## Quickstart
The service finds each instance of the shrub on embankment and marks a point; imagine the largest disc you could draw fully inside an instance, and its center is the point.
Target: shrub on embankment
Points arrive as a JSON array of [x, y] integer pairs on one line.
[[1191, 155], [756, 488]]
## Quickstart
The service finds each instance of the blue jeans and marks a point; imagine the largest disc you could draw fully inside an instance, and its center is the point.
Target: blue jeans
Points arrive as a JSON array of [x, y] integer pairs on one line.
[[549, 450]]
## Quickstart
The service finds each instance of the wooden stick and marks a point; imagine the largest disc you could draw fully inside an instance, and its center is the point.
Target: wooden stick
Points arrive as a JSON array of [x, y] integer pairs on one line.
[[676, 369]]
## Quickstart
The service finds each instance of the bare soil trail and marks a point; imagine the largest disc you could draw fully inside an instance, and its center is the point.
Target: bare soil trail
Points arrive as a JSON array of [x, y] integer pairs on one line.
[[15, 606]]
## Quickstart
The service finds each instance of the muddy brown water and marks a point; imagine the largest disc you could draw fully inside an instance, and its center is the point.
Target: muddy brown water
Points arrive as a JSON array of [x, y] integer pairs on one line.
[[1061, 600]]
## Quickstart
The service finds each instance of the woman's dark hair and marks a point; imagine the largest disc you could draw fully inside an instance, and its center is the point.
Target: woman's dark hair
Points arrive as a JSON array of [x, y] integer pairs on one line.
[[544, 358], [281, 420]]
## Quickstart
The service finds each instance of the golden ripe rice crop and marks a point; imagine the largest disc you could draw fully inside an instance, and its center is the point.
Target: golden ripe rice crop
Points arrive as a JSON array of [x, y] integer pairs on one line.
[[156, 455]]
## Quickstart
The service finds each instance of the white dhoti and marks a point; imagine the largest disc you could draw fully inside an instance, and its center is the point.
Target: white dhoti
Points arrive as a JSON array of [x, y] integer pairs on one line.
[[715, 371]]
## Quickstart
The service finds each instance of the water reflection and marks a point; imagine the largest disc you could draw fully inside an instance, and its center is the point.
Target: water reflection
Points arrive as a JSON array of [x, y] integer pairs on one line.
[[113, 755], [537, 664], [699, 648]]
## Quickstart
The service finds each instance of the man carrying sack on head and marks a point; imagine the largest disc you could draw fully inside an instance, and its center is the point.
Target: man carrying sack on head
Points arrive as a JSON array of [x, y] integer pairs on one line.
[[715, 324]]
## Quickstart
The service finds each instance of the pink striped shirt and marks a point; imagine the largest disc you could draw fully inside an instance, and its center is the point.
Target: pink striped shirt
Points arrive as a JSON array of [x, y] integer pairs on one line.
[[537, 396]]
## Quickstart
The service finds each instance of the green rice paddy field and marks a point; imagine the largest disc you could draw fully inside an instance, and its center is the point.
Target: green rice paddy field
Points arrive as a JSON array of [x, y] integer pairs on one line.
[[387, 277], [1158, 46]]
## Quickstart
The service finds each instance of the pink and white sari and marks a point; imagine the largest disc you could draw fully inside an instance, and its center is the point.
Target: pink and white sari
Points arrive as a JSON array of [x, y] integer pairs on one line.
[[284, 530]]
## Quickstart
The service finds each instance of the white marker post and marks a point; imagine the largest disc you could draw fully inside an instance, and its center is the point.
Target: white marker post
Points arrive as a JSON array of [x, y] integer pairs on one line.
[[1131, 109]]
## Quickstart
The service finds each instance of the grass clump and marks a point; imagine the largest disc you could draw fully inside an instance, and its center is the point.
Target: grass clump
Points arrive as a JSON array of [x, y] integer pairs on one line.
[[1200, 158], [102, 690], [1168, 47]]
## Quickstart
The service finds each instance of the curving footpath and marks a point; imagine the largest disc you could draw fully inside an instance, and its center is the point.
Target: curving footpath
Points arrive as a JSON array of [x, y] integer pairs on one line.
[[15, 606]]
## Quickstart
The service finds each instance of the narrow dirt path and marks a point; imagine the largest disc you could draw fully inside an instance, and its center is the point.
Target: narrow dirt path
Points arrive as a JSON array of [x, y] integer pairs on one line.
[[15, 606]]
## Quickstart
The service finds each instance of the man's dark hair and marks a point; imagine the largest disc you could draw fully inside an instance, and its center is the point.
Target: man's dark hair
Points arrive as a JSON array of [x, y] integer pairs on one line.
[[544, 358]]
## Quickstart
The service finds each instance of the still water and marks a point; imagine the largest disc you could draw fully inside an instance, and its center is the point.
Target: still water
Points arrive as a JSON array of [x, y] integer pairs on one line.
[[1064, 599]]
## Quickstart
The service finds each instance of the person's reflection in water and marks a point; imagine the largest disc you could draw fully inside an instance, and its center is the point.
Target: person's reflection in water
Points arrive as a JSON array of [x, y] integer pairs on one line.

* YOUR TASK
Retype, exactly and in full, the lines above from the one containing "The service finds each instance of the man carrying" through the one containing "Target: pink and white sari".

* REPLY TO THE EXERCISE
The service finds each instance of the man carrying sack on head and marks a point; imagine the largest disc you could draw fully inside an instance, and its center is the point.
Target: man carrying sack on head
Points arrive as a JSON array of [x, y] integer pairs on one line.
[[715, 324]]
## Quickstart
The service finds each instance of the pink striped shirt and marks a point; imagine the largest disc you could draw fully inside an instance, and its center is the point.
Target: pink striped shirt
Points arrive as a JSON array of [x, y] integer pairs on one line.
[[537, 396]]
## Quickstart
The service finds each instance of the green rice paddy field and marks a point; imagine the largest disc you could draw fully inside an instance, and its center is the point.
Target: green rice paddy field
Points arrive as a JSON array of [x, y] integer pairs on one line.
[[387, 277], [1158, 46]]
## Quickstart
The service finds each instance of the pink and white sari and marks a point; imagine the largest disc you could draw fully inside an instance, and its center is the point.
Target: pink and white sari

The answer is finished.